## SUPPLIED PASSAGE
MA - Hurricanes are getting stronger — but so is the South Coast’s storm defense
New Bedford hasn’t experienced a damaging hurricane since Bob in 1991. But emergency managers say advances in technology, infrastructure, and emergency response mean the region is well-prepared.
NEW BEDFORD — Joe Vieira recalls the broken moorings and damaged boats scattered on the beach near Padanaram Avenue in 1991, after Hurricane Bob hit.
“There were some boats that did actually hit the causeway,” said Vieira, Dartmouth’s emergency management agency director. “[The boats] just kind of crumbled. Some that broke free on the north side of the bridge, they just ended up in a marsh.”
Hurricane Bob, the last hurricane to hit the South Coast, is a distant memory for most residents. But with Hurricane Lee projected to head toward New England later this week, a younger generation of South Coast emergency management leaders is preparing for the hurricane season’s upcoming peak.

## RAW DATA

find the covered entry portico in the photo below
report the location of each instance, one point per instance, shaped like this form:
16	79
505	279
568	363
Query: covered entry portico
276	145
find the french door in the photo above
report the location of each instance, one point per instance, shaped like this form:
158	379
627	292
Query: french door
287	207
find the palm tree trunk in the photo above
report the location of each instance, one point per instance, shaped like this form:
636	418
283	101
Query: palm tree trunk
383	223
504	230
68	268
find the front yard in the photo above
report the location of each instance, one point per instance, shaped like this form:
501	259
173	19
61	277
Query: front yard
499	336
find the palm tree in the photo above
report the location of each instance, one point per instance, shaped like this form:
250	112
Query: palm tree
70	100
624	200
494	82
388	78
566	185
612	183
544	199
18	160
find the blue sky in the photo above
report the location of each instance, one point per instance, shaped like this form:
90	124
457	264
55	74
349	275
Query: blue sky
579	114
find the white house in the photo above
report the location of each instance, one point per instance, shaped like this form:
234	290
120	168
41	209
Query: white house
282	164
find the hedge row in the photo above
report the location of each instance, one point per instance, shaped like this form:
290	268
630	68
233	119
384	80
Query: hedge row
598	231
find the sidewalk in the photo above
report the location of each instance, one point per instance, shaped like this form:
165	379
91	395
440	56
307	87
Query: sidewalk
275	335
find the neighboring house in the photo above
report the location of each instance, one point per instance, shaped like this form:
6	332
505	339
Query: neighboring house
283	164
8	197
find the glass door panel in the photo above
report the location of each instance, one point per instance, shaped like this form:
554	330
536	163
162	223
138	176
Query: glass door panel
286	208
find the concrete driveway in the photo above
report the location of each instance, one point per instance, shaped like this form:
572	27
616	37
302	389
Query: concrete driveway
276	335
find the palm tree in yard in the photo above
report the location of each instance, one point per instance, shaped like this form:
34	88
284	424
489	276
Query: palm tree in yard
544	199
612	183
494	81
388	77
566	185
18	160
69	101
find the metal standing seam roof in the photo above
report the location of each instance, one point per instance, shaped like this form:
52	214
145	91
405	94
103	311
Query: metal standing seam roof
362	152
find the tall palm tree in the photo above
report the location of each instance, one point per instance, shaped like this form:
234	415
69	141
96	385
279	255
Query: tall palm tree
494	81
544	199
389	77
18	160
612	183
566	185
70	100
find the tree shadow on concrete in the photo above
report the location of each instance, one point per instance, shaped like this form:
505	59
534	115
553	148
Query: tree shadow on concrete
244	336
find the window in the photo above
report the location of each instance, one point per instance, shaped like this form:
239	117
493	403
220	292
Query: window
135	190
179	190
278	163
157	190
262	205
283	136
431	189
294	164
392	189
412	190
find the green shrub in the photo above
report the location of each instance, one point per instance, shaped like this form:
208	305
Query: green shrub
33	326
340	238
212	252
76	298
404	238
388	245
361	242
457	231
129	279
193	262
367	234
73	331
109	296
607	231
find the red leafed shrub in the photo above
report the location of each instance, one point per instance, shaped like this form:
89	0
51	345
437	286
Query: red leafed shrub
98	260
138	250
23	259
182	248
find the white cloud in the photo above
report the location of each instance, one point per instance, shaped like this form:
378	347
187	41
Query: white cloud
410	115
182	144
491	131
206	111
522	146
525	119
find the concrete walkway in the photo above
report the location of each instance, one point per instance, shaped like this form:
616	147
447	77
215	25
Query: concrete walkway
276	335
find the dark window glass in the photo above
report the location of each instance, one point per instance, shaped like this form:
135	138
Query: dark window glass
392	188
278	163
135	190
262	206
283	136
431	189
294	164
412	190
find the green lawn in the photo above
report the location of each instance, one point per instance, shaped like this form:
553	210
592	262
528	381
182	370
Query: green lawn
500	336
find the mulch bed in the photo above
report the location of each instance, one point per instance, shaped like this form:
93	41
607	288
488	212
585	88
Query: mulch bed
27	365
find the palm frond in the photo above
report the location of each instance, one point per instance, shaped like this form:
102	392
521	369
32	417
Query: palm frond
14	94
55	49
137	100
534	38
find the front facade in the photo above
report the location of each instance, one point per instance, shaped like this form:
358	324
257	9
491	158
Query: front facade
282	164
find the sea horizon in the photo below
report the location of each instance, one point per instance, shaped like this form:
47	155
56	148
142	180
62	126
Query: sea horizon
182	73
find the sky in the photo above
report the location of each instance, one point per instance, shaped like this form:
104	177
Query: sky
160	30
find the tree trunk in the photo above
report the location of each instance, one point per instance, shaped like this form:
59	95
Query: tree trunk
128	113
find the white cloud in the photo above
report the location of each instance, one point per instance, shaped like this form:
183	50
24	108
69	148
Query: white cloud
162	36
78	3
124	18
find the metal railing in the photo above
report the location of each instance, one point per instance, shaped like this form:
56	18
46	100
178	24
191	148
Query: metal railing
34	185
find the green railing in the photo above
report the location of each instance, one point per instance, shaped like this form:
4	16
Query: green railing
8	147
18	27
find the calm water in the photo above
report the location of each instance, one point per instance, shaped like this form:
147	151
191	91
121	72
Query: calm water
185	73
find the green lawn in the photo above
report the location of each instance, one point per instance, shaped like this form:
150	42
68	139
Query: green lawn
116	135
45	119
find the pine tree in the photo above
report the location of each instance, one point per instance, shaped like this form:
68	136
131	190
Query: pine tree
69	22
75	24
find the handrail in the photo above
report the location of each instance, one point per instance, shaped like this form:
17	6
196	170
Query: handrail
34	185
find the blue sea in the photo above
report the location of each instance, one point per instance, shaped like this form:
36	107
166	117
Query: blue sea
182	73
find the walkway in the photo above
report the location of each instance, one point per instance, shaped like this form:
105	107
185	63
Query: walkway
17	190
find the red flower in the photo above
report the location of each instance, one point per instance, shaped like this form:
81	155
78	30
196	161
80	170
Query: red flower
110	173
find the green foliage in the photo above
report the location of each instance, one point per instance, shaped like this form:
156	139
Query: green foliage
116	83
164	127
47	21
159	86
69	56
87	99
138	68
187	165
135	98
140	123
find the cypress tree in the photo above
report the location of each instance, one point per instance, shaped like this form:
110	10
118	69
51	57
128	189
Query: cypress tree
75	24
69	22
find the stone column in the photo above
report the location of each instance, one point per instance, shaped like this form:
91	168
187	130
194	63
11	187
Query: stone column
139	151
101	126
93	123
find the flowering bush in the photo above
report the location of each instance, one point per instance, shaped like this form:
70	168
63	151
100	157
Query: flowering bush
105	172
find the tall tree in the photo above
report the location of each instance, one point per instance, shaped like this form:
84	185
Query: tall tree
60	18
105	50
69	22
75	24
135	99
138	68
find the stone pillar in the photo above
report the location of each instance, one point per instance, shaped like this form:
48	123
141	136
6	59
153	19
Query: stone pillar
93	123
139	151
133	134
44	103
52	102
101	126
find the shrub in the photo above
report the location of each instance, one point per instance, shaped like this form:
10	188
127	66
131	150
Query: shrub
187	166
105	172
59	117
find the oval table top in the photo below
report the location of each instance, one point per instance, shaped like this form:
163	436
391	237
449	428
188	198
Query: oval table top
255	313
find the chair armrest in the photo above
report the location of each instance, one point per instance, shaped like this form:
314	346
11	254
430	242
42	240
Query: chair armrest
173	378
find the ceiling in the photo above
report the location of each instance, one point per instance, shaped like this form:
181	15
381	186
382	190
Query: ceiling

## WORK ORDER 1
According to the hurricane preparedness article, emergency managers point to advances in which areas as the reason the region is well-prepared?
## WORK ORDER 2
Continue the hurricane preparedness article after its last sentence.
None of the rows is needed for what follows.

## RESPONSE BOX 1
Technology, infrastructure, and emergency response.

## RESPONSE BOX 2
National Weather Service officials say Massachusetts is “overdue” for a major hurricane. And they note that a warming atmosphere, growing coastal development, and sea level rise are slowly multiplying the risk of damages from a severe storm in the state.
But local emergency management officials say hurricane preparation has improved, even as the threat has grown. Advances in technology, infrastructure, and regional emergency response planning give them confidence that their towns will be adequately prepared for a major storm.
The South Coast has managed to avoid the brunt of hurricane season since Hurricane Bob, a Category 2 storm, made landfall in 1991. The last major hurricane to hit here was Carol, a Category 3, in 1954.
When Bob hit, Brian Nobrega, New Bedford’s emergency management director, was in first grade, recovering from tonsil surgery at home. Fairhaven’s fire chief, Todd Correia, had just graduated high school, while Mattapoisett’s town administrator, Michael Lorenco, was just 6 years old. Wareham emergency management director Patrick MacDonald hadn’t even been born yet.
Still, these officials are taking the threat of hurricane season seriously. They’re conducting regular internal meetings and tabletop exercises with local emergency response leaders.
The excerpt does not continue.